WHAT YOU HAVE TO DO: State the number of lines in these records that include the word "blazer", and add nothing to it.

Referring expression data:
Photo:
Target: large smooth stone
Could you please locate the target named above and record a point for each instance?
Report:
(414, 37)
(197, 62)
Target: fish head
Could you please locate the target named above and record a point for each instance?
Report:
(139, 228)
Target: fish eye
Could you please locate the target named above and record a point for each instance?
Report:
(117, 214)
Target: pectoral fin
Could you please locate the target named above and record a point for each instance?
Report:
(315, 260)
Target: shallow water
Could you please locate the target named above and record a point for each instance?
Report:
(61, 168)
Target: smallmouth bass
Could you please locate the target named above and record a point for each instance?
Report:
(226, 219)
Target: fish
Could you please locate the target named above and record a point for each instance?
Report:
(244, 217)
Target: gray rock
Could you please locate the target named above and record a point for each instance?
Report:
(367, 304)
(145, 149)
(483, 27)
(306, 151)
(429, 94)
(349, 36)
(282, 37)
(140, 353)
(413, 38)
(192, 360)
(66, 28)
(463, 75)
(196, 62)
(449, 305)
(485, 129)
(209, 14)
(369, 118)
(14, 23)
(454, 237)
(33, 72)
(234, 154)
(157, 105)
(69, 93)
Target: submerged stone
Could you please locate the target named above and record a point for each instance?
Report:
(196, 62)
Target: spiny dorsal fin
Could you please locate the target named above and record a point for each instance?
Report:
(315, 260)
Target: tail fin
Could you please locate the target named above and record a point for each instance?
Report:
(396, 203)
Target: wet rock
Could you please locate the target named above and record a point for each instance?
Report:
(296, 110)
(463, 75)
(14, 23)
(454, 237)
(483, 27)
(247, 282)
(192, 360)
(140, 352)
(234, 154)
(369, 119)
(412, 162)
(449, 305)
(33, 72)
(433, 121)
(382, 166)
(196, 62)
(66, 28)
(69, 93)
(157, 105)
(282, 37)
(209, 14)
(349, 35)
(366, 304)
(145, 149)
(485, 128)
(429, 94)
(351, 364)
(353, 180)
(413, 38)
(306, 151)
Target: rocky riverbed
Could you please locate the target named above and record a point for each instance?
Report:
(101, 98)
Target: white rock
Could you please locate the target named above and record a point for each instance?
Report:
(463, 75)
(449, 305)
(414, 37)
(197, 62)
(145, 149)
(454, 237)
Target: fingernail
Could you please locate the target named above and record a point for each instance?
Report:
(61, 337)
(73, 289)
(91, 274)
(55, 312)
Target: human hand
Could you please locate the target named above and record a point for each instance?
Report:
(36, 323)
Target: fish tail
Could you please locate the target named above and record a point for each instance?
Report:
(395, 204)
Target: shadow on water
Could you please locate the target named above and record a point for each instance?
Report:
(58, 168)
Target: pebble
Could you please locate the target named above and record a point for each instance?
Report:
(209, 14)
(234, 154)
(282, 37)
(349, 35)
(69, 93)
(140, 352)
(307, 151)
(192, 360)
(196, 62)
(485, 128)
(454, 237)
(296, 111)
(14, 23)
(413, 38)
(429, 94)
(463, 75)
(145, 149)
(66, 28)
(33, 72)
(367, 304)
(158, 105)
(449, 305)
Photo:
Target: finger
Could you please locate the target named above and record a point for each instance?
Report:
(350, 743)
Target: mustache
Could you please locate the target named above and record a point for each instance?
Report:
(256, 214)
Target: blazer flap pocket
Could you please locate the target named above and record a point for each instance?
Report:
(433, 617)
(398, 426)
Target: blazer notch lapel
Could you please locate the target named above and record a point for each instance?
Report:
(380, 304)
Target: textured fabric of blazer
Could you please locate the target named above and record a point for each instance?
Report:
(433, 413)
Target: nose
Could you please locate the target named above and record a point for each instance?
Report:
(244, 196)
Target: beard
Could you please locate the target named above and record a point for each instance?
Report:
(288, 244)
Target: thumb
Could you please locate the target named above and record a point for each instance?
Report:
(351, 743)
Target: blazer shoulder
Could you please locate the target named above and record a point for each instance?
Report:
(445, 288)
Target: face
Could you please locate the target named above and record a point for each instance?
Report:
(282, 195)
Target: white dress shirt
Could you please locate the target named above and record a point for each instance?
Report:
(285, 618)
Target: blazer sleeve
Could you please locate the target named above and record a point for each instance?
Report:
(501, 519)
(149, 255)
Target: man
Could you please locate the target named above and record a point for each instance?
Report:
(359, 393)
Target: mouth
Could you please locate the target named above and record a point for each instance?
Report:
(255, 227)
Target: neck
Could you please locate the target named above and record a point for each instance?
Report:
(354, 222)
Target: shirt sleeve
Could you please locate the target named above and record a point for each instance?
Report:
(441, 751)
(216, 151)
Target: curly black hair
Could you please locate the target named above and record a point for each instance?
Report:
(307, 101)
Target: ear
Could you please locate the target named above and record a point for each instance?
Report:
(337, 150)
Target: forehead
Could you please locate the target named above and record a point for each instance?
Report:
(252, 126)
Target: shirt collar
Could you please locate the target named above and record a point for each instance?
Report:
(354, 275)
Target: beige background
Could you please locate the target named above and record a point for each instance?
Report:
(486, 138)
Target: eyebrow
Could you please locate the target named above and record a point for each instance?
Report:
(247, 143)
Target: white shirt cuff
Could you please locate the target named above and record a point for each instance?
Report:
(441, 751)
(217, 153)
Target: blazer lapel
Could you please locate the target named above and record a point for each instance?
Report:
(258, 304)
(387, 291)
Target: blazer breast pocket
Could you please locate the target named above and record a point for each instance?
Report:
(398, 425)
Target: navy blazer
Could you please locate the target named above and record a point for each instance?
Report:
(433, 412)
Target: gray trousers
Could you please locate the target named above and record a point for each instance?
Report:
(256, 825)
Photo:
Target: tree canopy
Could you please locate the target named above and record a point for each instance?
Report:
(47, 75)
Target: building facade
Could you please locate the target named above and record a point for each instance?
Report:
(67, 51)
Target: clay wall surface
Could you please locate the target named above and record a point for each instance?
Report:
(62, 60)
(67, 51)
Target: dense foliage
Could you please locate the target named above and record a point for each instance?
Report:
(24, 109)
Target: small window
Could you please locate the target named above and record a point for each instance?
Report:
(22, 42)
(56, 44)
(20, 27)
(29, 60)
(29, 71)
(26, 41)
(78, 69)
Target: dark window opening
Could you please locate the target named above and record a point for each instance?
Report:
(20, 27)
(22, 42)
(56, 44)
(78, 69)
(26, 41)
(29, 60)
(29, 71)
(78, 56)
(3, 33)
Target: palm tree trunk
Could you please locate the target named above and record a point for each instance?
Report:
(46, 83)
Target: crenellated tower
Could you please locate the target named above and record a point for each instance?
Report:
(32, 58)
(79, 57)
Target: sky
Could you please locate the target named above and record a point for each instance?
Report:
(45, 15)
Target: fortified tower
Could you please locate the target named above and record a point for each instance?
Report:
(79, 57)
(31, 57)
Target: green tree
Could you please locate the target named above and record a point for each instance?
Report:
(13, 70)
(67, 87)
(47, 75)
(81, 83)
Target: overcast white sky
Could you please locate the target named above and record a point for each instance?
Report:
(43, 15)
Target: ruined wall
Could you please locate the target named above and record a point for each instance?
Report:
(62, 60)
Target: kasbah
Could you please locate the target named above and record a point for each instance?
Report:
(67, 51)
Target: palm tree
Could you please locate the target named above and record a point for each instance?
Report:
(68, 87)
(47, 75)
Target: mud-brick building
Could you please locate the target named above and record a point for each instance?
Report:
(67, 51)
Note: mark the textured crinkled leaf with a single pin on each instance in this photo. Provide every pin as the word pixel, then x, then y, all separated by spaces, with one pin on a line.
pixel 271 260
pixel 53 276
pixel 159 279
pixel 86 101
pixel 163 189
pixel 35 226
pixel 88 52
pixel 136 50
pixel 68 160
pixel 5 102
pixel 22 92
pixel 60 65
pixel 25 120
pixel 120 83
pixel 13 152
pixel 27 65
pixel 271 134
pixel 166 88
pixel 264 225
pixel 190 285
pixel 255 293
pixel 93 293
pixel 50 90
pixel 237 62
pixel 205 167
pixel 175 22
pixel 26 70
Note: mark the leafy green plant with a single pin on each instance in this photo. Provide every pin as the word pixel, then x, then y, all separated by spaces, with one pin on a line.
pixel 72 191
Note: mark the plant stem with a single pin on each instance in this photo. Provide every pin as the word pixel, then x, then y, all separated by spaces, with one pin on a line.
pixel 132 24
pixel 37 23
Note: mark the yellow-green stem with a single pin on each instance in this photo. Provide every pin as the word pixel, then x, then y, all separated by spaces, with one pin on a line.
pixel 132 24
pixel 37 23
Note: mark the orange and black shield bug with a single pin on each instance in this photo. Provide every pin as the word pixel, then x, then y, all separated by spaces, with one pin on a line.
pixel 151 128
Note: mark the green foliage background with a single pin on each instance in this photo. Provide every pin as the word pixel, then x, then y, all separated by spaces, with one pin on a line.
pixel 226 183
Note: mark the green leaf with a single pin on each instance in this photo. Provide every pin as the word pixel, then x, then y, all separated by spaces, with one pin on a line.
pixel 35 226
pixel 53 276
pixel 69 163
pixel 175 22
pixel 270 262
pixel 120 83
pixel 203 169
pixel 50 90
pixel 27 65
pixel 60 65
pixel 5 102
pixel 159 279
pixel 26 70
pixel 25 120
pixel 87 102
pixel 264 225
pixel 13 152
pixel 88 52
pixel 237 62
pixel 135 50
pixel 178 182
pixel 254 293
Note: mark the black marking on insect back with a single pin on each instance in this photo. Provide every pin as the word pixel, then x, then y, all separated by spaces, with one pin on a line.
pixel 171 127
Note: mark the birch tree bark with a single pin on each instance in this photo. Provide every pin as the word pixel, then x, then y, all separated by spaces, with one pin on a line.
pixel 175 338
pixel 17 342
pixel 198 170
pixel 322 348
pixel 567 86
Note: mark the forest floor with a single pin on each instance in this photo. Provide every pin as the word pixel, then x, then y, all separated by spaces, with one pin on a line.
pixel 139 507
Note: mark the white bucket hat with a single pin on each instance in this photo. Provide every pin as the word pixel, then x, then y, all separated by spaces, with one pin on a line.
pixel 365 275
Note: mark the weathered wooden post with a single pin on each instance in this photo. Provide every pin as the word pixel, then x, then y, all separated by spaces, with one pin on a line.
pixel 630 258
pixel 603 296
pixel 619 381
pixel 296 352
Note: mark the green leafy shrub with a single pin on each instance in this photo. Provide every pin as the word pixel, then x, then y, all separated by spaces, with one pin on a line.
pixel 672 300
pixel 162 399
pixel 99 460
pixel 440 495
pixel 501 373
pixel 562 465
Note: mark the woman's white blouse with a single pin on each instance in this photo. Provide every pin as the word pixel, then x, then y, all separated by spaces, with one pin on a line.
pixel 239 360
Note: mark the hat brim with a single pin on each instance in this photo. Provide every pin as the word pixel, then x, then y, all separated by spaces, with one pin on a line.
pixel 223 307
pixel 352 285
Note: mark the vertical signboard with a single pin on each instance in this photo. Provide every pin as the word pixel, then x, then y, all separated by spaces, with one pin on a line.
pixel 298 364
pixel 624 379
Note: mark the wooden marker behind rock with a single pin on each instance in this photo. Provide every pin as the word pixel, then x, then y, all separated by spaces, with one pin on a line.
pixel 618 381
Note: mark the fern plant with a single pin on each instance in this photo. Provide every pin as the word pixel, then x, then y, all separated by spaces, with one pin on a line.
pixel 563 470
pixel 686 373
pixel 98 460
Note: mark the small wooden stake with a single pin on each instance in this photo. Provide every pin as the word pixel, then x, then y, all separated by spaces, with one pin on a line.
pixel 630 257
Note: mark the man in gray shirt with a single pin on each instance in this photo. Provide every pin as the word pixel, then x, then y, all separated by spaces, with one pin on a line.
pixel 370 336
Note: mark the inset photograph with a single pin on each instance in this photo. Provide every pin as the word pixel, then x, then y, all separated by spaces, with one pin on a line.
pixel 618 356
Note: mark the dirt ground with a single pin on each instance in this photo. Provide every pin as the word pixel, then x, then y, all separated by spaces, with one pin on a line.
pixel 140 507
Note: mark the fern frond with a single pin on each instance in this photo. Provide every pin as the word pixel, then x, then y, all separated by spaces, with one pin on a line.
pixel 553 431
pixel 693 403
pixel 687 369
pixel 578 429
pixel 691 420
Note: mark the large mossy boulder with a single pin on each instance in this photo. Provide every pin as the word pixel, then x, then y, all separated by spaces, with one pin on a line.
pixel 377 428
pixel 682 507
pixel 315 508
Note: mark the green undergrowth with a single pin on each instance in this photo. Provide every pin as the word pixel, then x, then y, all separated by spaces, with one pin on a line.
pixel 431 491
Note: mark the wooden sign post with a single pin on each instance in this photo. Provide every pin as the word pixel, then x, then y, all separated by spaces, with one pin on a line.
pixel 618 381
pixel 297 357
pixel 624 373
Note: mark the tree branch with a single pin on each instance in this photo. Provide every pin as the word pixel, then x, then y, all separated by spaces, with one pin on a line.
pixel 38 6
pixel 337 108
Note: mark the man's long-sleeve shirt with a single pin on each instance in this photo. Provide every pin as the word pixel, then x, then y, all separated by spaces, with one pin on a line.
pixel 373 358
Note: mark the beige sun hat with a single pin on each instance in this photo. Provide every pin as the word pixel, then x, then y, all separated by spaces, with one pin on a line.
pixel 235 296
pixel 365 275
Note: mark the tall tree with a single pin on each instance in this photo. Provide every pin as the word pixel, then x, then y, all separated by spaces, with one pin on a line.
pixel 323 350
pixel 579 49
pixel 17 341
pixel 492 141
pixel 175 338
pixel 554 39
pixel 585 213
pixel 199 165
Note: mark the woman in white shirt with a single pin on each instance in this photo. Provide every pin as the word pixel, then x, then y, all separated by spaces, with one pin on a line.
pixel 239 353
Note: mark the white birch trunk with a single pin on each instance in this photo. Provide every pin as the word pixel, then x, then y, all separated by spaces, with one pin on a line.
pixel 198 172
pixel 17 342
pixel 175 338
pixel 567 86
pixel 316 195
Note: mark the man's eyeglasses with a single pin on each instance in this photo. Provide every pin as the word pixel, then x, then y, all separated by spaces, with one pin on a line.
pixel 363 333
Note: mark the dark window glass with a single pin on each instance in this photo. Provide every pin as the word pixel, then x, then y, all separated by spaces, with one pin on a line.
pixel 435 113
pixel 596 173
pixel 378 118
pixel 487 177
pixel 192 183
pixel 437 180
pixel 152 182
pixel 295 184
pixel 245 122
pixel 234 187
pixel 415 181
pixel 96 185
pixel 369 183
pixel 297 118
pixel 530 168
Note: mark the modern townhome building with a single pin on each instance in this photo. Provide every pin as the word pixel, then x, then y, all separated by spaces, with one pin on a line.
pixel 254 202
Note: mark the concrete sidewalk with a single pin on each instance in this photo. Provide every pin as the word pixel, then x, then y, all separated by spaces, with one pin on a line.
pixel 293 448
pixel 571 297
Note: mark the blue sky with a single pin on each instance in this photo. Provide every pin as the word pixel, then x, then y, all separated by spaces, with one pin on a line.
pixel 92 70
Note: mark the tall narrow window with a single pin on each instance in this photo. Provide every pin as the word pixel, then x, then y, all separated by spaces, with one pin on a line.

RESULT: 8